Data supplied:
=====

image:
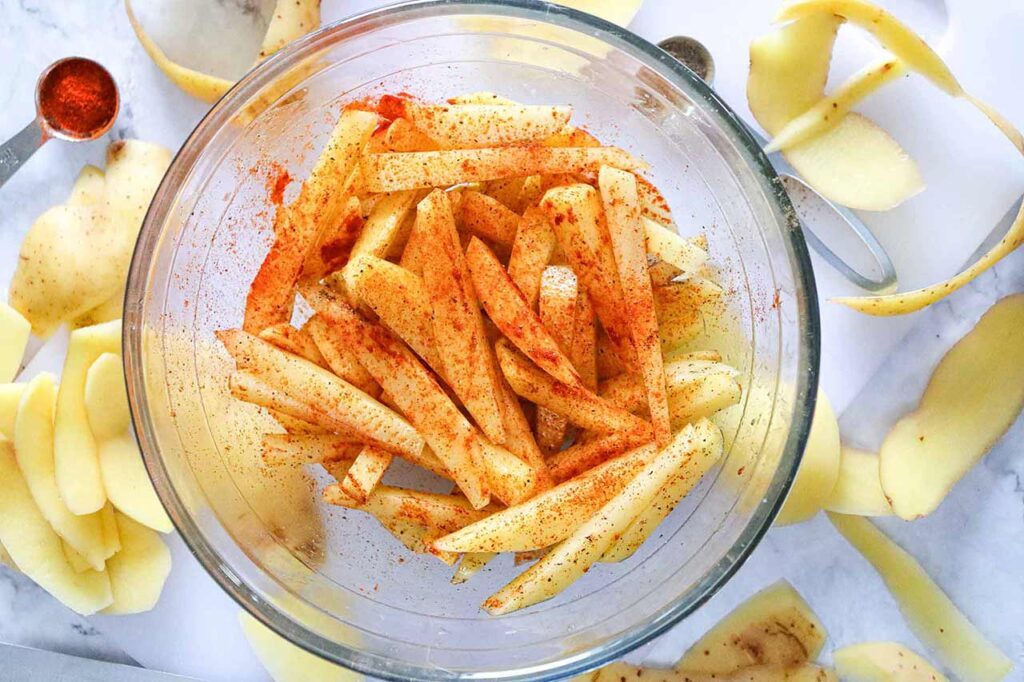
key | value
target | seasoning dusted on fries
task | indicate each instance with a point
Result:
(470, 265)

=====

Instructions to follow: Write out each of the entries above word for word, leaving out the pictures.

Solution to the exercise:
image:
key | value
target | seasoning dusted on fries
task | indicate each instance with a point
Result:
(470, 265)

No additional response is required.